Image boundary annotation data
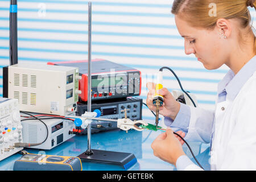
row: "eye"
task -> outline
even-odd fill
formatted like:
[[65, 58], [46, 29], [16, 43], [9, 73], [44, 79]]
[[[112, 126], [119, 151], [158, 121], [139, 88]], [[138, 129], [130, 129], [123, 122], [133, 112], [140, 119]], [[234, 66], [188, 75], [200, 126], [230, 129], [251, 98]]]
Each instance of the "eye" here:
[[189, 44], [195, 44], [196, 43], [196, 40], [193, 40], [192, 41], [189, 41]]

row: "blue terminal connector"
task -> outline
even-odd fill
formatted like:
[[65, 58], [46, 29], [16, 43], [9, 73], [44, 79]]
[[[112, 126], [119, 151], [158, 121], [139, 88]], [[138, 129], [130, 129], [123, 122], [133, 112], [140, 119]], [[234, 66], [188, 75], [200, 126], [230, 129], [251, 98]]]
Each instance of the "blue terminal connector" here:
[[98, 109], [95, 109], [93, 112], [97, 113], [96, 118], [98, 118], [101, 115], [101, 111]]
[[76, 118], [74, 121], [74, 123], [76, 126], [80, 126], [82, 124], [82, 121], [80, 118]]

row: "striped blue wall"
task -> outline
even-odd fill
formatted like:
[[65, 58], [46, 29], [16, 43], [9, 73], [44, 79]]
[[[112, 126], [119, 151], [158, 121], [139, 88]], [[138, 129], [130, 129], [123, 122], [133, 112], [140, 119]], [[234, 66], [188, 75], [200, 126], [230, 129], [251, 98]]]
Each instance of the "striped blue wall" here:
[[[9, 0], [0, 2], [2, 96], [2, 68], [9, 64]], [[172, 3], [168, 0], [92, 1], [92, 58], [141, 70], [144, 99], [146, 83], [152, 81], [152, 73], [170, 67], [183, 88], [196, 94], [200, 106], [213, 109], [217, 84], [228, 68], [207, 71], [195, 56], [184, 53], [183, 39], [170, 13]], [[19, 62], [87, 59], [87, 1], [19, 0], [18, 10]], [[167, 71], [164, 84], [170, 90], [180, 89]], [[144, 113], [146, 117], [151, 114], [146, 109]]]

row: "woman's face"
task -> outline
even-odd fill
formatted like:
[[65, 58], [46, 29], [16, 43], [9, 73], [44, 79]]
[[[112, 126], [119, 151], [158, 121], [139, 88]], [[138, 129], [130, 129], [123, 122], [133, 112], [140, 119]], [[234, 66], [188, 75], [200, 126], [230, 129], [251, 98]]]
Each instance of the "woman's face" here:
[[177, 15], [175, 15], [175, 22], [179, 32], [184, 38], [187, 55], [193, 53], [209, 70], [217, 69], [225, 63], [229, 48], [219, 34], [220, 30], [191, 27]]

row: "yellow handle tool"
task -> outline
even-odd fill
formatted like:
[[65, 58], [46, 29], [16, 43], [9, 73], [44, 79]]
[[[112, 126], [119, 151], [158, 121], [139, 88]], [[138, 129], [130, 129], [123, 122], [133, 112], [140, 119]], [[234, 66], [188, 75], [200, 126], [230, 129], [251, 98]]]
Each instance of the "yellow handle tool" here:
[[164, 98], [163, 96], [159, 94], [160, 89], [163, 88], [163, 72], [159, 71], [158, 75], [158, 82], [155, 85], [155, 93], [153, 98], [153, 104], [156, 107], [155, 111], [155, 125], [156, 127], [158, 125], [159, 119], [159, 108], [163, 104]]

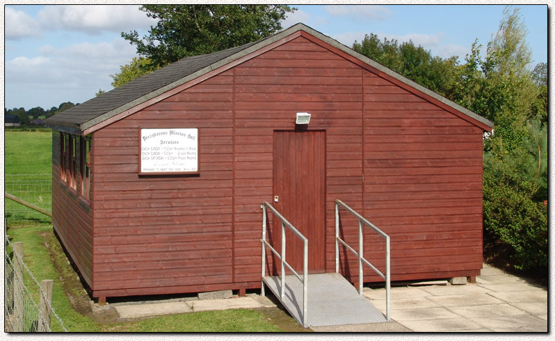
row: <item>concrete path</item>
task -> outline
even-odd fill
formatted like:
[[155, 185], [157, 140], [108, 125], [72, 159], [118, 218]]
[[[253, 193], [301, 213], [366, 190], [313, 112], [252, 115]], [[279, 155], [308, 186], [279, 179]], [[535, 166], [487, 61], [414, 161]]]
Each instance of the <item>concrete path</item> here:
[[[385, 313], [385, 289], [364, 297]], [[547, 332], [547, 290], [483, 265], [475, 284], [392, 288], [391, 322], [312, 327], [316, 332]], [[118, 303], [121, 318], [275, 306], [256, 294], [224, 299]]]
[[[547, 290], [483, 265], [475, 284], [392, 288], [392, 318], [383, 326], [344, 325], [314, 331], [547, 332]], [[385, 290], [364, 295], [385, 313]]]

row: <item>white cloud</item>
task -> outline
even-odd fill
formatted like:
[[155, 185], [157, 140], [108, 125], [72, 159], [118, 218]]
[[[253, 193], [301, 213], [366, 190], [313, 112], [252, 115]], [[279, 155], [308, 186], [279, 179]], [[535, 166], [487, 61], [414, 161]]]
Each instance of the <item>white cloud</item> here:
[[282, 27], [288, 28], [296, 24], [302, 22], [305, 25], [308, 25], [308, 22], [311, 21], [312, 16], [300, 10], [297, 10], [292, 13], [287, 13], [284, 20], [282, 21]]
[[388, 40], [395, 39], [401, 42], [408, 42], [412, 40], [415, 46], [422, 45], [426, 49], [429, 49], [433, 47], [437, 47], [440, 44], [442, 40], [442, 35], [433, 35], [433, 34], [421, 34], [421, 33], [408, 33], [403, 35], [382, 35], [378, 34], [378, 36], [381, 39], [383, 37], [387, 37]]
[[389, 19], [391, 11], [379, 5], [329, 5], [324, 6], [331, 16], [348, 17], [353, 20]]
[[[346, 32], [344, 33], [332, 35], [332, 38], [344, 45], [351, 47], [355, 41], [361, 42], [364, 39], [364, 35], [367, 32]], [[443, 44], [443, 34], [421, 34], [409, 33], [405, 35], [394, 35], [387, 33], [377, 33], [378, 38], [383, 41], [384, 38], [388, 40], [396, 40], [399, 44], [408, 42], [412, 40], [415, 46], [421, 45], [426, 50], [431, 51], [432, 56], [438, 56], [443, 58], [447, 58], [453, 56], [459, 57], [459, 60], [464, 60], [467, 53], [470, 53], [470, 50], [461, 45], [455, 44]]]
[[27, 37], [41, 35], [38, 23], [24, 12], [5, 7], [6, 39], [19, 40]]
[[447, 45], [439, 46], [433, 50], [433, 53], [437, 53], [437, 56], [444, 58], [448, 58], [456, 56], [458, 57], [459, 61], [464, 63], [465, 57], [467, 54], [470, 54], [471, 51], [468, 47], [465, 47], [461, 45], [455, 44], [448, 44]]
[[29, 108], [50, 108], [67, 101], [82, 103], [93, 97], [99, 89], [111, 90], [109, 75], [118, 72], [120, 65], [136, 56], [135, 47], [122, 38], [63, 49], [45, 45], [38, 51], [40, 56], [37, 57], [6, 60], [6, 99], [19, 98], [17, 92], [24, 91], [32, 94], [26, 101]]
[[47, 6], [37, 17], [44, 29], [77, 31], [89, 34], [143, 28], [157, 20], [149, 18], [137, 5]]
[[346, 32], [341, 34], [333, 35], [331, 38], [348, 47], [352, 47], [355, 40], [358, 42], [362, 42], [364, 39], [364, 35], [367, 34], [368, 34], [367, 32]]

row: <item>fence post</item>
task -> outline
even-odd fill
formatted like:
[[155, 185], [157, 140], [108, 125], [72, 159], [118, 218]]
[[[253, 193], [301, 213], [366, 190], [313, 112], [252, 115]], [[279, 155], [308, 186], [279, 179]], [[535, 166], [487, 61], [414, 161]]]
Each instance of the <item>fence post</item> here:
[[40, 301], [39, 303], [40, 312], [38, 331], [39, 332], [50, 331], [50, 305], [52, 302], [54, 288], [54, 281], [51, 279], [45, 279], [40, 281]]
[[[15, 242], [13, 245], [13, 331], [24, 331], [25, 306], [23, 294], [23, 243]], [[19, 258], [22, 259], [20, 260]]]

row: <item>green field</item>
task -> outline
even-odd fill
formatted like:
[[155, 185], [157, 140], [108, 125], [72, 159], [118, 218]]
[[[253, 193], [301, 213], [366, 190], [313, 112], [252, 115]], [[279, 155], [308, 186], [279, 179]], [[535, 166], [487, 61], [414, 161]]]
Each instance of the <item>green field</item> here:
[[51, 174], [52, 133], [6, 131], [4, 133], [6, 175]]
[[[5, 131], [4, 190], [51, 211], [52, 133]], [[50, 218], [10, 199], [6, 199], [8, 225], [49, 224]]]
[[[5, 188], [51, 210], [51, 133], [5, 131]], [[29, 175], [43, 174], [43, 175]], [[97, 318], [87, 313], [90, 297], [70, 265], [49, 218], [6, 199], [6, 234], [24, 244], [24, 262], [38, 281], [54, 279], [52, 306], [72, 332], [275, 332], [306, 331], [280, 309], [207, 311], [162, 316], [125, 322]], [[31, 217], [30, 215], [31, 215]], [[6, 248], [10, 252], [10, 248]], [[26, 278], [34, 296], [36, 285]], [[81, 313], [79, 313], [81, 312]], [[55, 317], [53, 331], [62, 331]]]

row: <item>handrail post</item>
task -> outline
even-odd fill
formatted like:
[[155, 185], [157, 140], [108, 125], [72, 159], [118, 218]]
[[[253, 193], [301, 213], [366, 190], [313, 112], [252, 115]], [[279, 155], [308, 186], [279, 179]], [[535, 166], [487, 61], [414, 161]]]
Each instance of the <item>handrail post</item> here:
[[364, 272], [362, 269], [362, 258], [364, 250], [364, 240], [362, 240], [362, 222], [358, 219], [358, 293], [362, 294], [364, 285]]
[[285, 299], [285, 224], [282, 222], [282, 300]]
[[335, 202], [335, 272], [339, 272], [339, 204]]
[[385, 238], [385, 313], [387, 322], [391, 322], [391, 267], [389, 260], [389, 236]]
[[303, 249], [303, 326], [308, 326], [307, 314], [308, 306], [308, 240], [304, 240], [305, 247]]
[[266, 276], [266, 245], [264, 245], [264, 242], [266, 241], [266, 220], [268, 216], [266, 212], [266, 206], [263, 204], [261, 208], [262, 208], [262, 240], [261, 240], [262, 242], [262, 279], [261, 280], [262, 283], [260, 284], [260, 294], [262, 296], [266, 296], [264, 280]]

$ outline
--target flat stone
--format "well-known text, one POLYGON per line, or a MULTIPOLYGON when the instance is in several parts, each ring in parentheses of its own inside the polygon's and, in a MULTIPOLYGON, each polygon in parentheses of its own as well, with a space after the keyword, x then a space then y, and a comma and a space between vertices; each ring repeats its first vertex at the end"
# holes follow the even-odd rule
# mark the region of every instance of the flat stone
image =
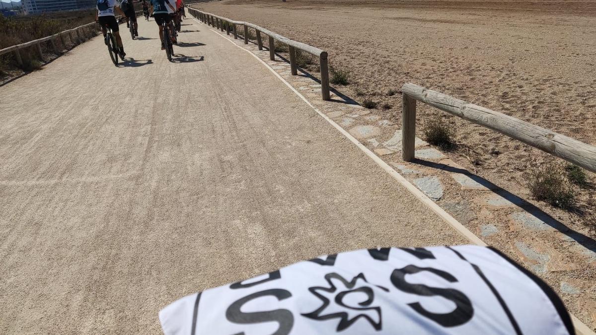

TASK OBJECTIVE:
Could you render the items from the line with "row: <item>green field</item>" up to and including the line with "225], [49, 224]]]" as a JSON list of strings, one string per line, with blank lines left out?

WRITTEN RESPONSE:
[
  "row: <item>green field</item>",
  "task -> outline",
  "even-odd fill",
  "formatted like:",
  "[[155, 185], [157, 140], [108, 125], [72, 159], [118, 218]]",
  "[[[253, 193], [301, 213], [366, 190], [313, 112], [252, 115]], [[279, 155], [308, 186], [279, 179]], [[535, 166], [487, 61], [414, 161]]]",
  "Each instance of the <item>green field</item> here:",
  "[[51, 174], [52, 133], [6, 131], [4, 133], [6, 175]]",
  "[[[5, 131], [4, 190], [51, 211], [52, 133]], [[50, 218], [10, 199], [6, 199], [8, 225], [49, 224]]]"
]